**WHAT YOU HAVE TO DO**:
Each line of the material that mentions the word "gold" is to be copied.

**DATA FOR THIS EXERCISE**:

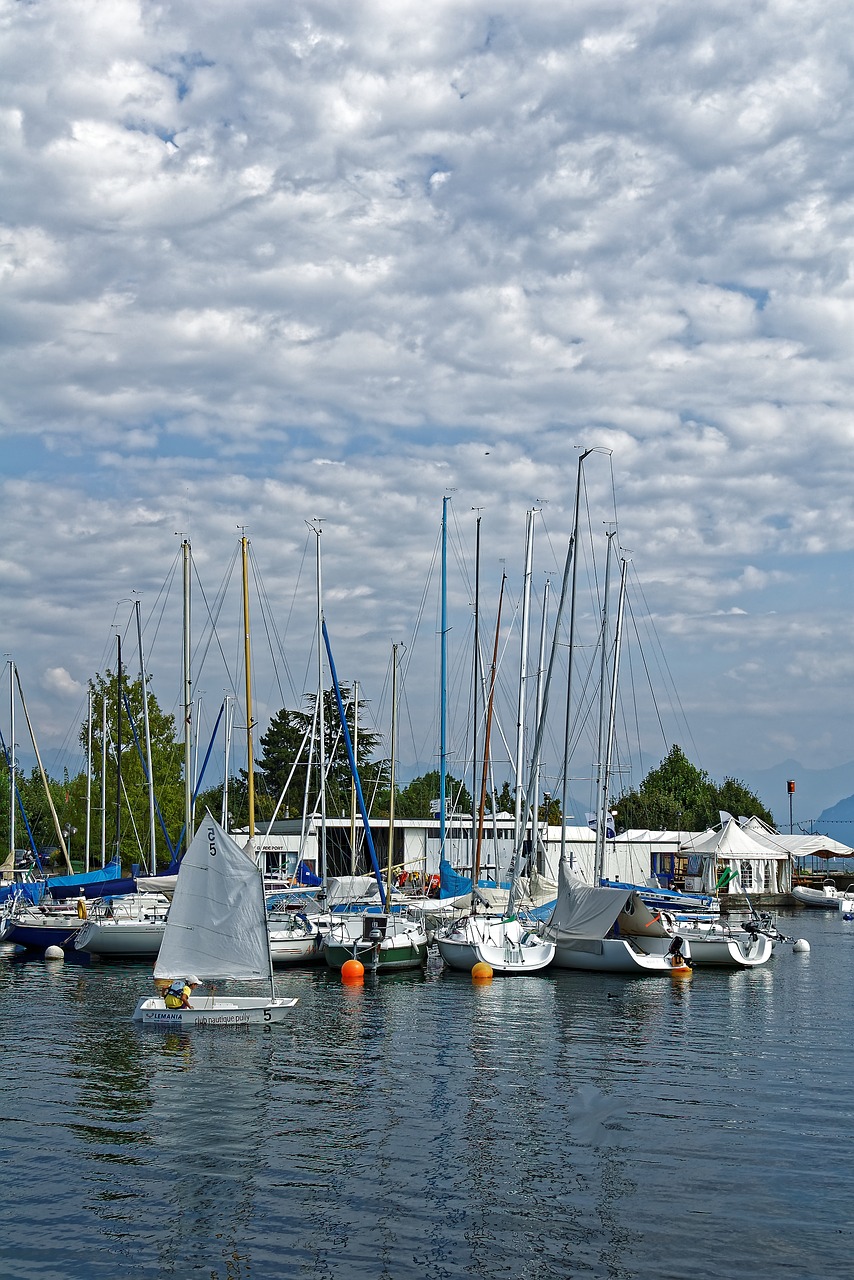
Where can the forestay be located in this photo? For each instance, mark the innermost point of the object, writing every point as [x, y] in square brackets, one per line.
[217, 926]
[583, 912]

...

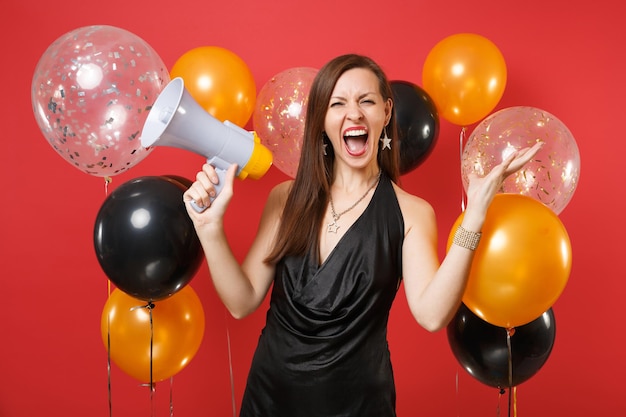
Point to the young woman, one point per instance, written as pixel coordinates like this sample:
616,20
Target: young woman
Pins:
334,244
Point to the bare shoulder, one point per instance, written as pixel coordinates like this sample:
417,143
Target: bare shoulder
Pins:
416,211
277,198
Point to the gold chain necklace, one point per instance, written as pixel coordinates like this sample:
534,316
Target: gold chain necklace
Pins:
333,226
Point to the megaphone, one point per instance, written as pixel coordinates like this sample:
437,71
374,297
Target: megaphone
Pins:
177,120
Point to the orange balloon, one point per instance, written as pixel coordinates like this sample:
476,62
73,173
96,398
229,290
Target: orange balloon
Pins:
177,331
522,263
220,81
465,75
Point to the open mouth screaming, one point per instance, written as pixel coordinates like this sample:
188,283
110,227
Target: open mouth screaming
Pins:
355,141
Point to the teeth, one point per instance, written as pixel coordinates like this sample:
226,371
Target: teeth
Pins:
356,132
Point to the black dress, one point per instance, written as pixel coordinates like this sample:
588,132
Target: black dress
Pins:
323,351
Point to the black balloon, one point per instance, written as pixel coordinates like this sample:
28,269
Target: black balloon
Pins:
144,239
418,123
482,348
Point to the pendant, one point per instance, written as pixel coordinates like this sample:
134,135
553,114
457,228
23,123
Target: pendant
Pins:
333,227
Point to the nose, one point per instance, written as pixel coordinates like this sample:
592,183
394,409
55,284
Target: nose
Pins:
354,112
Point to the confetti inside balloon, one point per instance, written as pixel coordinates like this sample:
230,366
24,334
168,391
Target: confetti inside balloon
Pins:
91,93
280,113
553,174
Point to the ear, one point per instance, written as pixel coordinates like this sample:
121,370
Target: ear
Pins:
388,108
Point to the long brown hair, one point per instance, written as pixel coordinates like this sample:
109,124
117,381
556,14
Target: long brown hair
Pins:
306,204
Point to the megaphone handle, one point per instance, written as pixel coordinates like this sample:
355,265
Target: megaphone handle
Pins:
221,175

...

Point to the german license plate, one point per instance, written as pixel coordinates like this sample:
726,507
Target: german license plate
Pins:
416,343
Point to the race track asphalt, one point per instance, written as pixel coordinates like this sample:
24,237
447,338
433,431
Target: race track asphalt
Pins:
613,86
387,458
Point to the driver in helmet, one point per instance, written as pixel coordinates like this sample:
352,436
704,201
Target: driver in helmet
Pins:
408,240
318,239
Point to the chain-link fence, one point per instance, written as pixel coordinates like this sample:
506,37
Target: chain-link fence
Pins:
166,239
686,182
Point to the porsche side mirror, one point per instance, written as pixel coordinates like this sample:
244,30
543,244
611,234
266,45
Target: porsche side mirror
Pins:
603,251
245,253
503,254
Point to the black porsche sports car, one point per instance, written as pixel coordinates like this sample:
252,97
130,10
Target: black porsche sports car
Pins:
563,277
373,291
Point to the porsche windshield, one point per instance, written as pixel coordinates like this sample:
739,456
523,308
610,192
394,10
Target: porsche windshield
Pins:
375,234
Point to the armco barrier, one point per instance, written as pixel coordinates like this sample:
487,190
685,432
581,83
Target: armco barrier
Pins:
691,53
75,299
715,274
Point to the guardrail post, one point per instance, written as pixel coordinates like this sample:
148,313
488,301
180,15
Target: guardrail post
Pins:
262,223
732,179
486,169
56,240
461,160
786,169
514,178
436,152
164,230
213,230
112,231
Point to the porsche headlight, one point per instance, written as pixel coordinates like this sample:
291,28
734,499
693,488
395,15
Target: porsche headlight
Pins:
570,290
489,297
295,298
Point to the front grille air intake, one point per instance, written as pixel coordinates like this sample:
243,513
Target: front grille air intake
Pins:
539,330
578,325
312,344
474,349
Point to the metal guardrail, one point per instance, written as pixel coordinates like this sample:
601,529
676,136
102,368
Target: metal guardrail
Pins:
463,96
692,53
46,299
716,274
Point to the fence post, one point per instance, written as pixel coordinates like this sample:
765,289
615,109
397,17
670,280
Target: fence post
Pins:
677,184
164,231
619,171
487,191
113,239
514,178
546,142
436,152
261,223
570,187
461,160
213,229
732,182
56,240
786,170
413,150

**REPLY**:
Point to the gold chain necklace, one point per instance, written as pixel coordinates like this sample:
Target: gold chain necklace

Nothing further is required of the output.